Almanac gives coarse satellite position information (and some other stuff), good enough to know which ones are probably visible and therefore prioritize signal acquisition attempts which used to be very very costly in terms of signal processing. That's the message that takes up 12.5 minutes to piece together. Nowadays you can just brute force all possible satellite signals and there's no need to wait around for the almanac information. Each satellite signal broadcasts precise satellite location information (ephemeris), which takes maybe 30 seconds to get a few frames I believe. So that's basically the bottleneck for a modern chipset which starts with zero information and relies solely on the GPS signals to navigate.

2 comments

I believe this might be the correct answer. The signal from a GPS satellite is incredibly weak (way below the thermal noise of a typical amplifier) and can only be detected by correlating it with the satellite's unique gold code. In addition, the satellites move pretty fast which leads to sizeable Doppler shifts of their carrier frequencies (tens of kHz). This has to be taken into account in the signal demodulation.

Classical GPS receivers use the almanac (and a reasonably accurate local clock) to determine which satellites are probably in view, and with which Doppler shifts. I would not be surprised if modern GPS chips had enough compute power to simply correlate the received signal with all gold codes and at all reasonable Doppler shifts. The almanac is then no longer necessary.

Once the initial code is had, you can just store the almanac and reuse it most of the time with reasonable accuracy to make the computation faster.

Usually that approach cuts the sync time by factor of ten, even if the real ephemeris diverges from the general almanac.

The almanac is still needed, it has the orbital positions and those change over days. I think current GPS receivers can receive from lots if not all satellites at once. Different satellites are transmitting different parts of almanac. The receiver downloads the almanac in parallel.
Modern GNSS receivers with modern multi-band antennas can track hundreds of satellites simultaneously across all the various GNSS systems including GPS, GLONASS, GALILEO, etc....

This is how they build RTK surveying equipment, and they can have their own RTK reference point that uses statistical averaging over time to get accuracy down to the centimeter range or below, and then rebroadcast that to the local RTK rover nodes. There are multiple correction systems available that you can subscribe to, some of which can transmit their corrections via 4G/LTE/5G or other radio band communications, so that you don't need your own RTK reference for your rover units.

For good RTK equipment, you can easily pay $40k or more, but if you look around you can find some equipment that costs less than $1000. My current favorite is the SparkFun GPS RTK Express Kit, although you need a pair of them if you want to do your own RTK reference point and you don't subscribe to one of the various other correction systems.

- - -

PARTS OF THE EXERCISE —
1. Translate this sentence from the GPS discussion into Spanish: "Different satellites are transmitting different parts of almanac."
2. Pick up the GPS discussion after its last sentence and add a few sentences in the same voice.

SOURCE DATA —

- - -

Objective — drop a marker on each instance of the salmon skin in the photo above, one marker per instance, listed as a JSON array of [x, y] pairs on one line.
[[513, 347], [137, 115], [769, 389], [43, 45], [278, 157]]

- - -

OUTPUTS FOR THE TASKS —
1. Distintos satélites transmiten distintas partes del almanaque.

2.
The value of RTK is partially that they are stationary and can average out noise over time to get an accurate position estimate, but mostly that they're sending you their live signal measurements so you can cancel out biases common to receivers which are geographically co-located.
Your reference point is stationary, yes. But not your Rover units.

For RTK to be really useful for surveying a site, you need both the stationary reference unit and the Rovers.

TBH having live real time position error transmitted to live in motion "local area" moving bodies (drones | aircraft | vehicles | missiles) is useful for live dynamic tasks (shooting the enemy) .. but not especially useful for surveying per se.

I spent decades in high precision geophysical surveying using ground stations (fixed GPS recievers) and craft (aircraft | helicopters | etc) and it was common practice to collect data and post process ... merge airframe GPS data and ground station corrections in conjunction with other numerical corrections .. at the end of day.

For various forms of survey you really want to not transmit to|from your airframer "live" in any case - for EM | magnetic survey that's just another source of noise best dealt with by having everything not required switch off.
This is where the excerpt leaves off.